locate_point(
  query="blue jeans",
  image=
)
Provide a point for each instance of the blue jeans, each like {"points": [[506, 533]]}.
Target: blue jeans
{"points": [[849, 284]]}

...

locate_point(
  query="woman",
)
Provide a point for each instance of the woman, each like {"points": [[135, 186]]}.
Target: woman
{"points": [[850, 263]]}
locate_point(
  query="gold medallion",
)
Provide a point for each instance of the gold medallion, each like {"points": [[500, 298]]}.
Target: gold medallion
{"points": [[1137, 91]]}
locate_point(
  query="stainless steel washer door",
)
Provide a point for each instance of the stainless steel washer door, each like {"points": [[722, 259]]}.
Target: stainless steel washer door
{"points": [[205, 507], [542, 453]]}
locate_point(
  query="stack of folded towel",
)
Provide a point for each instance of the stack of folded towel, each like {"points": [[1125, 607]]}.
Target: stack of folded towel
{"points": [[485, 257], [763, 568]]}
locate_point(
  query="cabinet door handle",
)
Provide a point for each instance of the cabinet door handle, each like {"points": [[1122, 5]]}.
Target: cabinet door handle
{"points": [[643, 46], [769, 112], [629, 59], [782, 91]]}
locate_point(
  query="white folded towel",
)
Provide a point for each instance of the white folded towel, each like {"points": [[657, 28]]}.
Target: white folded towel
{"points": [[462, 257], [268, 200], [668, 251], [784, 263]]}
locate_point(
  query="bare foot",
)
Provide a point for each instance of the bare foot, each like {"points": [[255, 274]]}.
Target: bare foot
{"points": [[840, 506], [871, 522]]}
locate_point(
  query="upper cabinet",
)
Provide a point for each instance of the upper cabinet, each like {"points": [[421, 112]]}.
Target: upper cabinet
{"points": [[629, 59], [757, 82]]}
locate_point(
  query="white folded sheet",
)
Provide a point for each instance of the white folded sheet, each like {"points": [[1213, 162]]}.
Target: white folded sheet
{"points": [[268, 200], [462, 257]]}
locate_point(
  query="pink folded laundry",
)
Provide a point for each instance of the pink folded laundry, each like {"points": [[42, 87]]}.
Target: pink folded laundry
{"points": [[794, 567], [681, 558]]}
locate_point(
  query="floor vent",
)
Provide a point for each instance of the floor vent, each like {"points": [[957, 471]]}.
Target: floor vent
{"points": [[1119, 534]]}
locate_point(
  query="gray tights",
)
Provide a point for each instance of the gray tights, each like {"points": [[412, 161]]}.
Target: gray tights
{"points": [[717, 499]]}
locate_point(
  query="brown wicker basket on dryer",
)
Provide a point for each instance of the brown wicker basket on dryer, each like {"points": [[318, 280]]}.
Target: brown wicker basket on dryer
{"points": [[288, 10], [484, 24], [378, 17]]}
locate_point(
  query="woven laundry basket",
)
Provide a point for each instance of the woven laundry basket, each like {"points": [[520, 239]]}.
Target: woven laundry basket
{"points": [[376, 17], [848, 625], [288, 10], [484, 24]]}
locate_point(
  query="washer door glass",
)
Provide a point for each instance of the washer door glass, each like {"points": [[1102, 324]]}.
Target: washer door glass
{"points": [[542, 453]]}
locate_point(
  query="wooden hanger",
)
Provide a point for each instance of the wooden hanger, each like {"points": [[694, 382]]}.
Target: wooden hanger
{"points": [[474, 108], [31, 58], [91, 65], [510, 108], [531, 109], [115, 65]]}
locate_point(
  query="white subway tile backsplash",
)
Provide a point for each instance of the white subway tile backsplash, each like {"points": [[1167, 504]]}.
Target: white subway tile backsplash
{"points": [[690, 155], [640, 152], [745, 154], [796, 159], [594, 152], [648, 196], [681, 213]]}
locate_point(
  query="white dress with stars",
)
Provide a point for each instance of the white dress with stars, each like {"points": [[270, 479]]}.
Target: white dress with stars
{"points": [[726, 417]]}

...

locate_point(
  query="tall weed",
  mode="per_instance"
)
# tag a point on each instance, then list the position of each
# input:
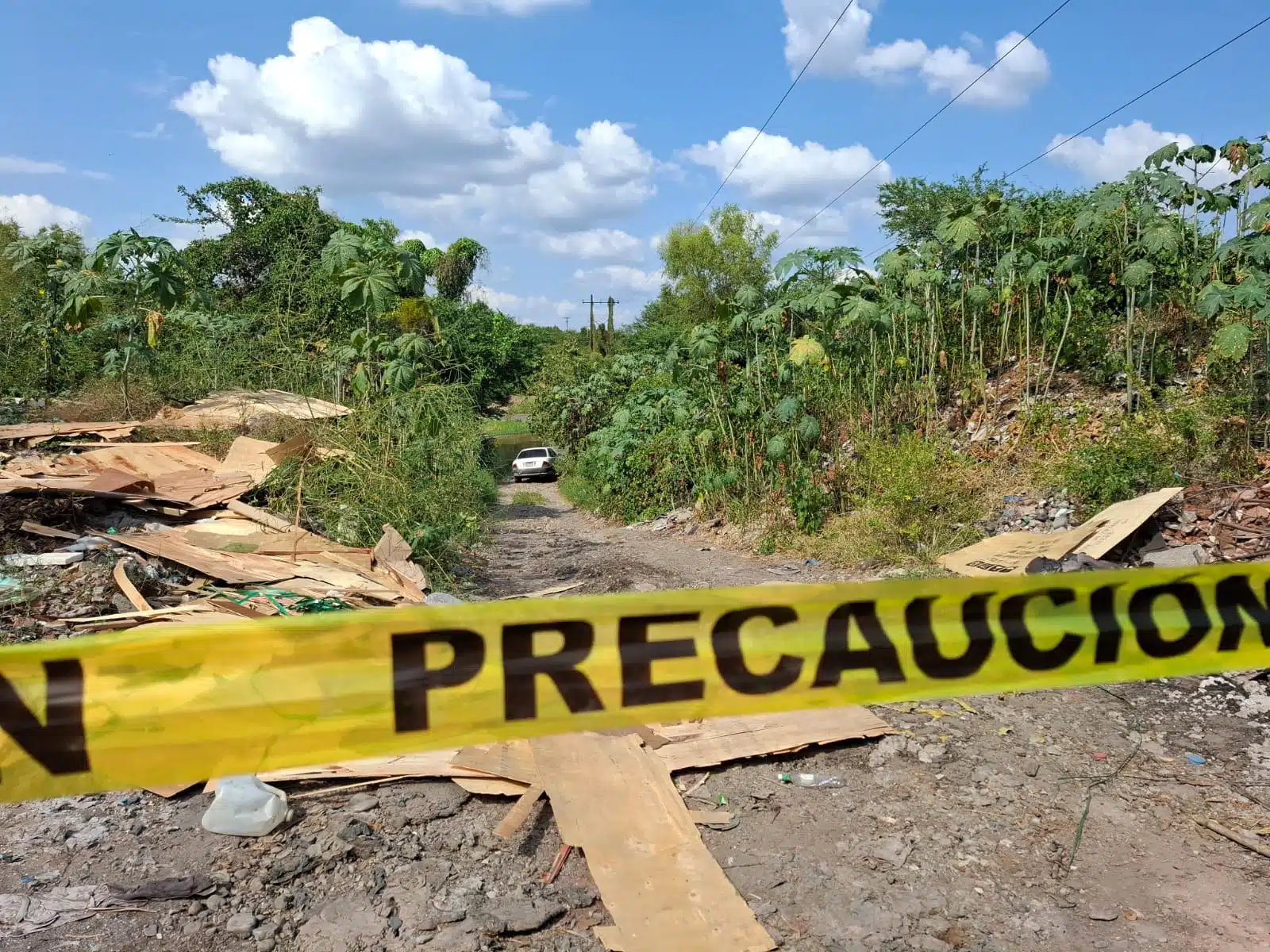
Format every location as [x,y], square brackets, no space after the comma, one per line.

-- What the exercise asks --
List every line in the records above that contains the string "vent".

-- Solution for this task --
  query="floor vent",
Provide a point for each instance of the floor vent, each like {"points": [[957, 471]]}.
Target: floor vent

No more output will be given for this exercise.